[start SELECTED EXTRACT]

Content uploaded on to the Internet by users (e.g., music, videos, literature, photos, streaming of live events such as gaming and concerts - so-called "user-generated content") has spawned a series of legal cases in Europe. In 2019, decisions of the European Court of Justice (CJEU) are expected to clarify one of the key open issues in EU copyright law: the extent to which online platforms such as YouTube can be liable for copyright infringement caused by user-generated content. The CJEU decisions are eagerly awaited by both media and copyright owners and by online platform operators - and will mark yet another stage in the on-going battle of the creative industries against copyright infringements in the online world.
In September 2018, the German Federal Court of Justice (Bundesgerichtshof, BGH) suspended proceedings in a widely-publicized case concerning YouTube's liability for copyright infringing user-uploaded content and referred a series of questions regarding the interpretation of several EU copyright provisions to the CJEU for a preliminary ruling. A few days later, the BGH also suspended proceedings in five other high-profile cases concerning the liability of the file hosting service uploaded.net for user files containing copyright infringing content and submitted the same questions again to the CJEU.

[end SELECTED EXTRACT]
[start RECORDED DATA]

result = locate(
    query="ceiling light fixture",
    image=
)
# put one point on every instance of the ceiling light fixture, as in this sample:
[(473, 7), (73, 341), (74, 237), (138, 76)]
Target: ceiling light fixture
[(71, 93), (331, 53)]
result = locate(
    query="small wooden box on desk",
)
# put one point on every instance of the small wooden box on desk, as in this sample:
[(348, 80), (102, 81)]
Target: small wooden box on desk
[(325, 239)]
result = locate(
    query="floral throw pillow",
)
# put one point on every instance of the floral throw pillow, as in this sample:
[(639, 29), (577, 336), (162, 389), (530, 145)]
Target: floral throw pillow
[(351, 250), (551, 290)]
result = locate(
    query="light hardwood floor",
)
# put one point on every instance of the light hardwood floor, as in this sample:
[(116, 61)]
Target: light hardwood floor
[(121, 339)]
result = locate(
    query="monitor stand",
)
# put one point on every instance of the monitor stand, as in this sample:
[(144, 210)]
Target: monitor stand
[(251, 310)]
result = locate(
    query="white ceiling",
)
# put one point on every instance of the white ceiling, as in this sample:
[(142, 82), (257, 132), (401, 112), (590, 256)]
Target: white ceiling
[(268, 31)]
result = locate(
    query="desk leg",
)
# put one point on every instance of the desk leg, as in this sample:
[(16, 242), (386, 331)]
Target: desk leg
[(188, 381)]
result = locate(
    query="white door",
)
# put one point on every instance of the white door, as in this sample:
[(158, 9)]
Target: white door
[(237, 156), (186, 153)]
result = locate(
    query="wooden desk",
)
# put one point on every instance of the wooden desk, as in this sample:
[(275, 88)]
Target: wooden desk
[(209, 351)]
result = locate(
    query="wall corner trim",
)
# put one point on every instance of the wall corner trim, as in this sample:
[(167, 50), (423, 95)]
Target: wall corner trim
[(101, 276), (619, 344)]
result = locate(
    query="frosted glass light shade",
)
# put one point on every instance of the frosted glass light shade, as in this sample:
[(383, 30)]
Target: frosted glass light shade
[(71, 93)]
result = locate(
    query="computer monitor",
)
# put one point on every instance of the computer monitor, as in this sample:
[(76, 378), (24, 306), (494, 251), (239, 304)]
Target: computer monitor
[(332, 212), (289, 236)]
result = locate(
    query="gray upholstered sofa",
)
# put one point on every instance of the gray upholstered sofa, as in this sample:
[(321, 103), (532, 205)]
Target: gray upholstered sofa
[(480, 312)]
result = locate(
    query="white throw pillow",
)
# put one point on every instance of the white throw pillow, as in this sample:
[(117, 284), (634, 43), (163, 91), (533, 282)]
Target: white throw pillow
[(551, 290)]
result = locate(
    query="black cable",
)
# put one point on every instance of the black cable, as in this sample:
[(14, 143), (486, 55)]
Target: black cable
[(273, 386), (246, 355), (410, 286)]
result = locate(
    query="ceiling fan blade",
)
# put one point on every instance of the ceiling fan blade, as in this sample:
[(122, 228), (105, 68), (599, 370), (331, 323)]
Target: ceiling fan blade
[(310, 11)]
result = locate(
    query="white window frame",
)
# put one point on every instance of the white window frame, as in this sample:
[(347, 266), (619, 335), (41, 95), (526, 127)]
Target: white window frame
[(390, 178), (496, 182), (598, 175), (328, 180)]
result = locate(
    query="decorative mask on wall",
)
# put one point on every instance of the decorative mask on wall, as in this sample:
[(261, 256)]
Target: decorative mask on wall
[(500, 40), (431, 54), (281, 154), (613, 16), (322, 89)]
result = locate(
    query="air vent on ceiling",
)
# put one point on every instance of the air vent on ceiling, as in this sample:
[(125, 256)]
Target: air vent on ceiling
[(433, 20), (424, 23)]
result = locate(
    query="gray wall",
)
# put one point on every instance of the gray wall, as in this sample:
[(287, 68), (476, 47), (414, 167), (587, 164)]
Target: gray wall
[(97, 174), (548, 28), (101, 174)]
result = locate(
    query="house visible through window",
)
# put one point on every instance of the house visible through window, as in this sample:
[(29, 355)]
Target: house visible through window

[end RECORDED DATA]

== REQUIRED ACTIONS ==
**1.** In the article on online platforms' copyright liability for user-generated content, which file hosting service was at the center of the five other cases the BGH suspended?
**2.** Write the next paragraph of the article on online platforms' copyright liability for user-generated content, picking up after its final sentence.

== THE ANSWERS ==
**1.** uploaded.net

**2.**
Previous rulings by the CJEU have addressed both the application of the safe harbor principle set out in the EU E-Commerce Directive1 that shields hosting providers from liability for hosted unlawful third-party content2 of which they have no actual knowledge and, separately, the extent of infringement of copyright by hosting of, or linking to, copyright infringing third-party content under the EU Copyright Directive3,4. But it is still unclear under which conditions the providers of the various online platforms that store and make available user-generated content, can rely on the safe harbor privilege applying to hosting providers to avoid liability, or whether they must not only take down the infringing content when they obtain knowledge of such content but also compensate the rightsholders of such content for damages for copyright infringement.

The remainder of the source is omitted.